■ Passage given ■
======

# Do your chi's cry tears?



## Rochelle (Nov 20, 2008)

I took Peek to the flea market today and the older people just love dogs so I popped peek into a man's arms and peek was crying a fountain of tear. Literally dripping on the floor.
My little guy is not the friendliest and will snap at anyone who comes near me but if I quickly toss him in someone's arms, he doesn't bite them. Just glares at them with hate. This time he cried. I'm thinking he thought I was going to leave him with this man and he was so happy when I took him out of the man's arms.
Does anyone else's chi cry a river at certain times?


----------



## Rosiesmum (Oct 14, 2007)

No mine don't. Might your little one have an allergy?

Barbara x


----------



## Jetta (Mar 26, 2009)

Loki's eyes run a bit but from what I've read that's quite common in toy breeds but it's not much. If it really was specific to him being in the mans arms and being upset about it then stopped when he was back with you and happy then I'm not sure what else it could be, an alergy wouldn't be as on/off as that.

I have never heard of a dog crying before though or any other animal for that matter.

Be interesting to see if anyone else has heard of this though.

Poor peek.


----------



## Rosiesmum (Oct 14, 2007)

Jetta;484867
I have never heard of a dog crying before though or any other animal for that matter.
[/QUOTE said:


> I knew someone who swore her guinea pigs cried when they lost their companions, but I never experienced it. I think she was just a bit of an odd bod!
> 
> Maybe some animals do? The primates perhaps? Not sure...
> 
> Barbara x


----------



## Jetta (Mar 26, 2009)

Just looked up the subject quickly and it says most scientists believe that we are the only animals to produce tears from emotion but they are physicaly capable of tears as they'd need them if they had an irritant in their eyes.

======

■ Instructions ■
1 – In the forum thread about dogs crying tears, what happened to Peek's tears when Rochelle placed him in the man's arms at the flea market?
2 – Translate this sentence from the forum thread about dogs crying tears into Spanish: "Does anyone else's chi cry a river at certain times?"
3 – Using the forum thread about dogs crying tears, explain why Jetta doubts that an allergy caused Peek's tears.
The rows after this point are separate material, apart from the forum thread.

Pointing dataset records
======

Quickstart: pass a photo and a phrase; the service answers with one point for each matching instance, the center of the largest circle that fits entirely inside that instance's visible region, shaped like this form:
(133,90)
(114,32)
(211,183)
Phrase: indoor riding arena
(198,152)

======

■ Task-by-task answers ■
1 – They dripped onto the floor.

2 – ¿El chihuahua de alguien más llora a mares en ciertos momentos?

3 – The tears seemed tied to Peek being upset in the man's arms and stopped once he was back with Rochelle and happy. Jetta points out that an allergy wouldn't come and go that way.